## Instructions for the task
Reproduce the following material word for word, keeping every line as it appears.

## Data listing
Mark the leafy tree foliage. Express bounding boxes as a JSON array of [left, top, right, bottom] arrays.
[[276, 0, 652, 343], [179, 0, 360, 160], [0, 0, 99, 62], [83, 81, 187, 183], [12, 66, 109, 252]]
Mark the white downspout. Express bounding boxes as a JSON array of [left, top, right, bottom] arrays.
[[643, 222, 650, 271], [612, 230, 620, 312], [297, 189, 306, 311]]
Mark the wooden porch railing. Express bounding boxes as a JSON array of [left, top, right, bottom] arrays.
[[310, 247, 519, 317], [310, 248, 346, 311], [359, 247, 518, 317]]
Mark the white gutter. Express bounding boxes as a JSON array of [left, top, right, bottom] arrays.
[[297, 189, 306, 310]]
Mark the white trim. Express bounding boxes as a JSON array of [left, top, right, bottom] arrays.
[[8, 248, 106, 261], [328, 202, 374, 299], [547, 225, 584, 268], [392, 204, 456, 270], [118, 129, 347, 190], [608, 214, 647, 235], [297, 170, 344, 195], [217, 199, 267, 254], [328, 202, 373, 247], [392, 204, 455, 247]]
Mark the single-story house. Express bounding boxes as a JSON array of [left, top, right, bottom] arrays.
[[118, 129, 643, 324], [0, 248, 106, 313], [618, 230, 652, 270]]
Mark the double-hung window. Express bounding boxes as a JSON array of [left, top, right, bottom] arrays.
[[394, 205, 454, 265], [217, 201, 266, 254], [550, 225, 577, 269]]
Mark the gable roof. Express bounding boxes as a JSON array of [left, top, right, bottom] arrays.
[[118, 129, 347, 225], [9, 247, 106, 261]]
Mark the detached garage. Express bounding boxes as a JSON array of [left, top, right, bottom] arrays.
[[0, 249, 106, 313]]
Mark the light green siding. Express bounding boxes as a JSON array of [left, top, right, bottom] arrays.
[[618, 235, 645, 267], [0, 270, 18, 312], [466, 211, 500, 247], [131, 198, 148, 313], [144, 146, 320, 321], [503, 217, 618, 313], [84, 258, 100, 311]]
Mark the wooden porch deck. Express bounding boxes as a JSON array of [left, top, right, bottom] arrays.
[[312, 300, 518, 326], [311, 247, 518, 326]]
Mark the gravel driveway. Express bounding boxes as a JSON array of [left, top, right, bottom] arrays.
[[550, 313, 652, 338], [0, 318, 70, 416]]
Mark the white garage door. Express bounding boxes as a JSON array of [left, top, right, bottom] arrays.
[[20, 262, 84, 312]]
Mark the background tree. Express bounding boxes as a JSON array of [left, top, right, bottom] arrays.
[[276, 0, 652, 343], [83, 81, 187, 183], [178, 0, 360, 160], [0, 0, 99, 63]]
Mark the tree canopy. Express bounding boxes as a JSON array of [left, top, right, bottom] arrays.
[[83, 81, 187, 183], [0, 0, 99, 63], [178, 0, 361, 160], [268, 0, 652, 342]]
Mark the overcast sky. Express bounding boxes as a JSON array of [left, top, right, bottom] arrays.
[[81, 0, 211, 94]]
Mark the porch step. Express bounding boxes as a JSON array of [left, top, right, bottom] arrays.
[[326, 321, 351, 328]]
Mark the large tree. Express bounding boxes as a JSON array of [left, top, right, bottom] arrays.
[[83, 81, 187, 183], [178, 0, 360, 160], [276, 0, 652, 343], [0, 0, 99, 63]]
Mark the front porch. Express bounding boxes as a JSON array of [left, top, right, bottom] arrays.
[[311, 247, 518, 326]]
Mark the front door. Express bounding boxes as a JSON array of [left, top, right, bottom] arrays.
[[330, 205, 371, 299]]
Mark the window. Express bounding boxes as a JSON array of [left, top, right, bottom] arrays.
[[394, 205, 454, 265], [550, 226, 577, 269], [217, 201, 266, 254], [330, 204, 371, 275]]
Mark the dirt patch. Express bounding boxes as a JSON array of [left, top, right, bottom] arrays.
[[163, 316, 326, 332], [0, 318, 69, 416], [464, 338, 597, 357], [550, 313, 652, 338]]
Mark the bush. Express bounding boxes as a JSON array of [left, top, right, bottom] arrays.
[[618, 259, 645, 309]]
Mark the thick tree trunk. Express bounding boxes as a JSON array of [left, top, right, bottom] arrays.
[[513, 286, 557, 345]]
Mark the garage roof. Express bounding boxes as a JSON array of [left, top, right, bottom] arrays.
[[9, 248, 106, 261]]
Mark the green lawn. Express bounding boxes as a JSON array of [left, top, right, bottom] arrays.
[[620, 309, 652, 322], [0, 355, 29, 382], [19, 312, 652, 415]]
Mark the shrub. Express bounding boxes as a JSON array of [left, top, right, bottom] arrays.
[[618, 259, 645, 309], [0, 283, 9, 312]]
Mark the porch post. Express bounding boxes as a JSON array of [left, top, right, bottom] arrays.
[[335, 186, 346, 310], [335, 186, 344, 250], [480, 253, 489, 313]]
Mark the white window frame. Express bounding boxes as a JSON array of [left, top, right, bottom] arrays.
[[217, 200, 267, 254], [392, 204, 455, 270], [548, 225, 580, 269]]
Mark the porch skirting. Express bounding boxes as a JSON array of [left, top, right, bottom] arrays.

## Task result
Mark the leafy tree foliage. Express bounding boxes as a JSON array of [left, top, right, bottom] arrays.
[[276, 0, 652, 343], [179, 0, 360, 160], [0, 0, 99, 62], [83, 81, 187, 183], [12, 66, 109, 252]]
Mark the white downspout. Express bounding boxes as a JSON array of [left, top, right, bottom] arrays.
[[643, 222, 650, 271], [612, 230, 620, 312], [297, 189, 306, 311]]
Mark the wooden porch railing. Express bounding boxes as a JSON array of [left, top, right, bottom] arrays.
[[310, 247, 519, 317], [310, 248, 346, 311], [359, 247, 518, 317]]
Mark the white gutter. Express bounding boxes as a JSON array of [left, top, right, bottom] arrays.
[[297, 189, 306, 310]]
Mark the white trim. Express bounding boxes as a JSON array of [left, top, right, bottom] arrays.
[[8, 248, 106, 261], [328, 202, 374, 299], [547, 225, 584, 268], [392, 204, 456, 270], [118, 129, 347, 190], [608, 214, 647, 235], [297, 170, 344, 195], [217, 199, 267, 254], [328, 202, 373, 247], [392, 204, 455, 247]]
Mark the single-story house. Express bounding boxes as a JSON array of [left, top, right, bottom] arrays.
[[118, 129, 643, 324], [0, 248, 106, 313], [618, 230, 652, 270]]
Mark the double-hung window. Express bounding boxes as a JSON array of [left, top, right, bottom] arrays.
[[394, 205, 454, 265], [217, 201, 266, 254], [550, 225, 577, 269]]
Mark the gable roof. Express bounding boxes as a JSON array of [left, top, right, bottom] arrays.
[[118, 129, 347, 225], [9, 247, 106, 261]]
Mark the detached garage. Express bounding boxes as a JSON array of [left, top, right, bottom] arrays.
[[0, 249, 106, 313]]
Mark the light green siding. Express bounding boxes as a JSON array of [left, top, right, bottom] arrays.
[[618, 235, 645, 267], [0, 270, 18, 312], [466, 211, 500, 247], [131, 198, 148, 313], [144, 146, 320, 321], [503, 217, 618, 313], [84, 258, 100, 311]]
Mark the wooden porch deck. Express bounding boxes as a JSON array of [left, top, right, bottom] arrays.
[[312, 300, 518, 326], [311, 247, 518, 326]]
Mark the gravel driveway. Express bounding boxes as a JSON array of [left, top, right, bottom] arrays.
[[550, 313, 652, 338], [0, 318, 70, 416]]
Mark the white garage door. Express bounding boxes as a JSON array of [left, top, right, bottom] arrays.
[[20, 262, 84, 312]]
Mark the background tree. Express bounding boxes as a JSON array of [left, top, right, bottom] arrays.
[[276, 0, 652, 343], [83, 81, 187, 183], [178, 0, 360, 160], [0, 0, 99, 63]]
Mark the tree canopy. Express bounding boxes as a JSON array of [left, top, right, bottom] arrays.
[[83, 81, 187, 183], [0, 0, 99, 63], [178, 0, 361, 160], [268, 0, 652, 342]]
Mark the overcast sky. Express bounding boxes as a JSON array of [left, top, right, bottom] arrays.
[[81, 0, 211, 94]]
Mark the porch step. Express bounding boxes as a JSON array of [left, top, right, bottom] arrays.
[[326, 321, 351, 328]]
Mark the large tree. Express bounding boxes as a JSON array of [left, top, right, bottom] arrays.
[[83, 81, 187, 183], [178, 0, 360, 160], [276, 0, 652, 343], [0, 0, 99, 63]]
Mark the front porch. Express bounding boxes as a JSON array of [left, top, right, bottom] arrays.
[[311, 247, 518, 326]]
Mark the front door. Express bounding boxes as a JSON array of [left, top, right, bottom] arrays.
[[330, 205, 371, 299]]
Mark the window. Express bounding boxes as a JSON array of [left, top, right, bottom] arrays.
[[394, 205, 454, 265], [550, 226, 577, 269], [217, 201, 266, 254], [330, 204, 371, 275]]
Mark the dirt patch. Express bounding boxes as a JSON array of [left, top, right, bottom] arrays.
[[163, 316, 326, 332], [0, 318, 69, 416], [464, 338, 597, 357], [550, 313, 652, 338]]
Mark the bush. Express bounding boxes as a JSON array of [left, top, right, bottom] arrays.
[[618, 259, 645, 309]]
Mark the thick tree trunk. Express bounding boxes as a JSON array of [left, top, right, bottom] arrays.
[[513, 286, 557, 345]]
Mark the garage roof. Express bounding boxes as a JSON array of [left, top, right, bottom] arrays.
[[9, 248, 106, 261]]
Mark the green lawn. Express bounding boxes as a JSON array of [left, top, right, bottom] arrays.
[[620, 309, 652, 322], [0, 355, 29, 382], [19, 312, 652, 415]]
Mark the shrub. Express bounding boxes as a JSON array of [left, top, right, bottom] arrays.
[[618, 259, 645, 309], [0, 283, 9, 312]]
Mark the porch post. Express bounding boxes as a JSON array of [left, top, right, bottom] arrays.
[[335, 186, 346, 310], [335, 186, 344, 250], [480, 253, 489, 313]]
Mark the white window frame. Express bounding boxes as a JSON array of [left, top, right, bottom] arrays.
[[217, 200, 267, 254], [392, 204, 455, 270], [548, 225, 580, 269]]
Mark the porch skirting. Express bounding boxes as a JSON array of [left, top, right, bottom] arrays.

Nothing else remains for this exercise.